(Stored data entries)
========

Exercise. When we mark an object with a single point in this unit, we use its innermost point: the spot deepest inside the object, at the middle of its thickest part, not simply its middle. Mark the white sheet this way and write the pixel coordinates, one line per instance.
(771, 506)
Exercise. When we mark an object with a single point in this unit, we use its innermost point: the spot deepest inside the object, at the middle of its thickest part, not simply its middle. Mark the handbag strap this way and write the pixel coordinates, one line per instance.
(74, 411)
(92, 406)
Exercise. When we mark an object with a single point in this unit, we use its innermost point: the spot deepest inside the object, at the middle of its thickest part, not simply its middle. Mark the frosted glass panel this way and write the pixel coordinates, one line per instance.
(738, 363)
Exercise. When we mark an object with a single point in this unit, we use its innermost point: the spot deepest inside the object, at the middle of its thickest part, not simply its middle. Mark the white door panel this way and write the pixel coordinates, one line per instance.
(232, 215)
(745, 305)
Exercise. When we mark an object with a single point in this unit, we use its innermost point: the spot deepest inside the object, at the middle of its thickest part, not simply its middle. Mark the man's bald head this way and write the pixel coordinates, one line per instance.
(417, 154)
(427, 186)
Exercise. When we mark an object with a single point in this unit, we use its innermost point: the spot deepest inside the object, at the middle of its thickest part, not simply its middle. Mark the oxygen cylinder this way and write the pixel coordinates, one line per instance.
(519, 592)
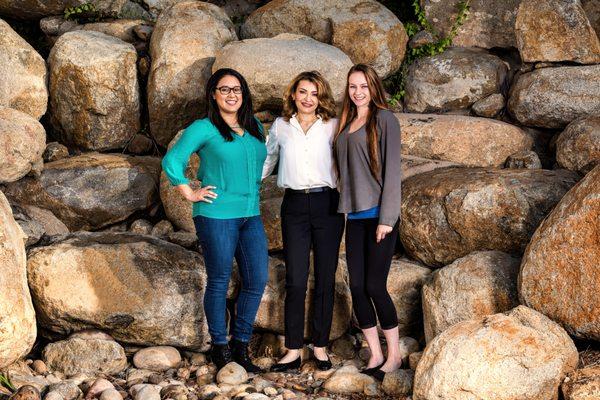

========

## DESCRIPTION OF THE TASK
Convert the lines into a numbered list, starting at the line that contains "Mark the oxygen" and ending at the last line of the stored data entries. Skip blank lines and leave the pictures out.

## RESPONSE TO THE TASK
1. Exercise. When we mark an object with a single point in this unit, we use its innermost point: the spot deepest inside the object, at the middle of its thickest part, not simply its middle. Mark the oxygen cylinder this way and write the pixel coordinates, one line per instance.
2. (519, 592)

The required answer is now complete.